## Exercise description
The result should be an exact copy of the entries below, free of pictures.

Free-text object descriptions:
- - -

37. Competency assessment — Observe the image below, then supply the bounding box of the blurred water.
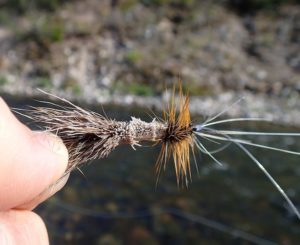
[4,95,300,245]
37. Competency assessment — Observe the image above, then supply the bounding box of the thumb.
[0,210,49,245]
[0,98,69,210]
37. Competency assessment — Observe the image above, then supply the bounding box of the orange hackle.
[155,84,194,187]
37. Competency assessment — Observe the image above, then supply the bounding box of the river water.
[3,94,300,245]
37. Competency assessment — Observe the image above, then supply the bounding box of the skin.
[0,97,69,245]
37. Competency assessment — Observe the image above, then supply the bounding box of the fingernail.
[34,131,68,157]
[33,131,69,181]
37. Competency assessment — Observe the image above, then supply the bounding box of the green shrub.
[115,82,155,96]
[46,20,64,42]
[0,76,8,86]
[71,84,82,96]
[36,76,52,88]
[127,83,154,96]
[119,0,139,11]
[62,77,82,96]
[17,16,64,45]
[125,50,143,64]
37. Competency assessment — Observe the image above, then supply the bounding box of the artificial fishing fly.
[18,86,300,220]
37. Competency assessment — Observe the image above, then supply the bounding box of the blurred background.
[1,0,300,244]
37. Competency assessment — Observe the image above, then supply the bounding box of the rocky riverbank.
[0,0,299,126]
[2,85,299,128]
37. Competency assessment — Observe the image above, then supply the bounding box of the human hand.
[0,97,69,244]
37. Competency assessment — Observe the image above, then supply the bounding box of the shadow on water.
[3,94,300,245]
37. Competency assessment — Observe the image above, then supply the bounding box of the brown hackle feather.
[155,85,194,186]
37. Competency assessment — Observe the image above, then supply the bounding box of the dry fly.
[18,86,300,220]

- - -

## Task answer
37. Competency assessment — Observe the image below, then supply the bounding box of the blurred water.
[4,95,300,245]
37. Competency assessment — Observe the image above, then supply the bounding box of the thumb.
[0,210,49,245]
[0,98,69,210]
37. Competency assessment — Observe the image above, then supply the bounding box of the orange hackle.
[155,84,194,187]
37. Competency assessment — Observe the image above, then supply the bounding box of the river water.
[3,94,300,245]
37. Competency assessment — Observe the image above, then supply the bounding box of the skin.
[0,97,69,245]
37. Competency assessment — Observe the image above, then supply the bounding box of the fingernail.
[34,131,68,157]
[33,131,69,181]
37. Competency assessment — Observe the image above, then supply the bounding box of the green shrub.
[115,82,155,96]
[46,20,64,42]
[0,76,8,86]
[71,84,82,96]
[36,76,52,88]
[127,83,154,96]
[119,0,139,11]
[62,77,82,96]
[17,16,64,45]
[125,50,143,64]
37. Competency assessment — Observe the image above, then supply the bounding box of the artificial fishing fly.
[18,86,300,220]
37. Competency assessment — Observe the image above, then supply the bounding box of the blurred background.
[1,0,300,244]
37. Competency assessment — Observe the image above, then supply the bounding box of the rocky riverbank.
[0,0,299,126]
[2,85,299,128]
37. Competency assessment — Observe the image above, then supply the bounding box of the human hand.
[0,97,69,244]
37. Competency assessment — Observe the image above, then supply the bounding box of the shadow on water.
[3,94,300,245]
37. Competency assessment — Observe the image above, then supply the bounding box of the brown hackle feather.
[155,85,194,186]
37. Competency assessment — Observe the image above, then supply the bounding box of the dry fly.
[18,86,300,220]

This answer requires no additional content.